> _Given request_:
From the Solar Para Sa Bayan press release below, extract the passage starting with "In 2018, Solar" and going on through "local electric coop.", copied word for word.

How Solar Para Sa Bayan plans to end energy poverty by 2022
[Editor’s note: Solar Para Sa Bayan aims to provide better access to electricity – at a lower cost – to all Filipinos by 2022. Below is the press release from Solar.]
MANILA, Philippines – While millions suffer from frequent brownouts, the town of Paluan, Occidental Mindoro is now brownout-free.
In 2018, Solar Para Sa Bayan (SPSB) completed the largest Solar-Battery Microgrid in Southeast Asia at zero cost to government. Using solar panels, Tesla batteries, and backup diesel generators, it serves Paluan 24 hours a day, 365 days a year, at 50% below the full cost of the local electric coop.
Paluan Mayor Carl Pangilinan attested to the project’s benefits. “Throughout our history, our town was denied service by the electric coop because of lack of supply in the whole Occidental Mindoro. Everything changed when Paluan sought Solar Para Sa Bayan to provide stable, cheap, clean energy. Our municipality now enjoys 24/7 electricity, which has opened new opportunities for Palueños.”
SPSB is now serving 24/7 power in over 12 towns, benefiting over 200,000 Filipinos. It has developed projects in 18 provinces and aims to support the Department of Energy’s (DOE) goal for the Philippines to achieve 100% electrification by 2022.
12 million Filipinos without electricity
According to the DOE, an estimated 12 million Filipinos lack access to electricity. This is despite the fact the Electric Power Industry Reform Act (EPIRA) became law in 2001, with its primary objective “to ensure and accelerate the total electrification of the country.”
The National Electrification Administration says it still needs 25 billion pesos to reach the country’s unenergized sitios. The National Power Corporation spends over 20 billion pesos per year serving missionary areas, mostly for less than 24 hours a day given the difficulties of serving off-grid areas.
For years, billions in government subsidies yielded inadequate results. But thanks to advances in technology and SPSB’s initiative, consumers in underserved areas can finally access cheaper, better service at zero cost to government.
Necessity for a microgrid franchise
Despite all this, Occidental Mindoro Electric Cooperative (OMECO) has insisted that SPSB cease its operations because Paluan is part of OMECO’s franchise. In a statement, the Philippine Rural Electric Cooperatives Association said that its members would defend their “electricity franchise privileges” and “cannot be expected to peacefully yield their jobs anytime soon to the private sector.”
In this light, SPSB applied for its own franchise. House Bill 8179 grants SPSB the non-exclusive right to operate microgrids in “remote and unviable, or unserved or underserved areas in selected provinces of the Philippines.” Unlike the existing Qualified Third Party (QTP) program, which has energized just 3 barangays in 18 years and is highly subsidized, this franchise enables projects without needing the consent of the existing utility; covers underserved municipalities, not just unserved barangays; reduces permitting requirements; and creates an effective alternative, while respecting the rights of existing utilities and paving the way for others to offer better service to consumers.
Heavily amended version
House Bill 8179’s final version limits the scope to “remote and unviable, unserved, or underserved areas,” in selected provinces with less than 2% of the power demand of the Philippines; requires use of renewable energy; subjects the grantee to regulation by the Energy Regulatory Commission (ERC) and DOE, pursuant to EPIRA; obligates the grantee to provide reliable service, with financial penalties; and explicitly states the grantee “shall not be entitled to any government subsidy.”

> _Stored rows_:

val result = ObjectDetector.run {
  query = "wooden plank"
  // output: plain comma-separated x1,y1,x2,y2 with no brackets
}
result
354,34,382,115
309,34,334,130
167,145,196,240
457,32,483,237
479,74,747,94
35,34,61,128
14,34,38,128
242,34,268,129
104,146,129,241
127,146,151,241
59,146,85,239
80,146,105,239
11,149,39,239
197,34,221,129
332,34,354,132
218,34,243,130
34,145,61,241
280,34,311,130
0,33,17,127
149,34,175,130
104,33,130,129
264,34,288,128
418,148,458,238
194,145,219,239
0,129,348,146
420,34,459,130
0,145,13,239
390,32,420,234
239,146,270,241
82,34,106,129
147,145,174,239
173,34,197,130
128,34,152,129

> _Final result_:
In 2018, Solar Para Sa Bayan (SPSB) completed the largest Solar-Battery Microgrid in Southeast Asia at zero cost to government. Using solar panels, Tesla batteries, and backup diesel generators, it serves Paluan 24 hours a day, 365 days a year, at 50% below the full cost of the local electric coop.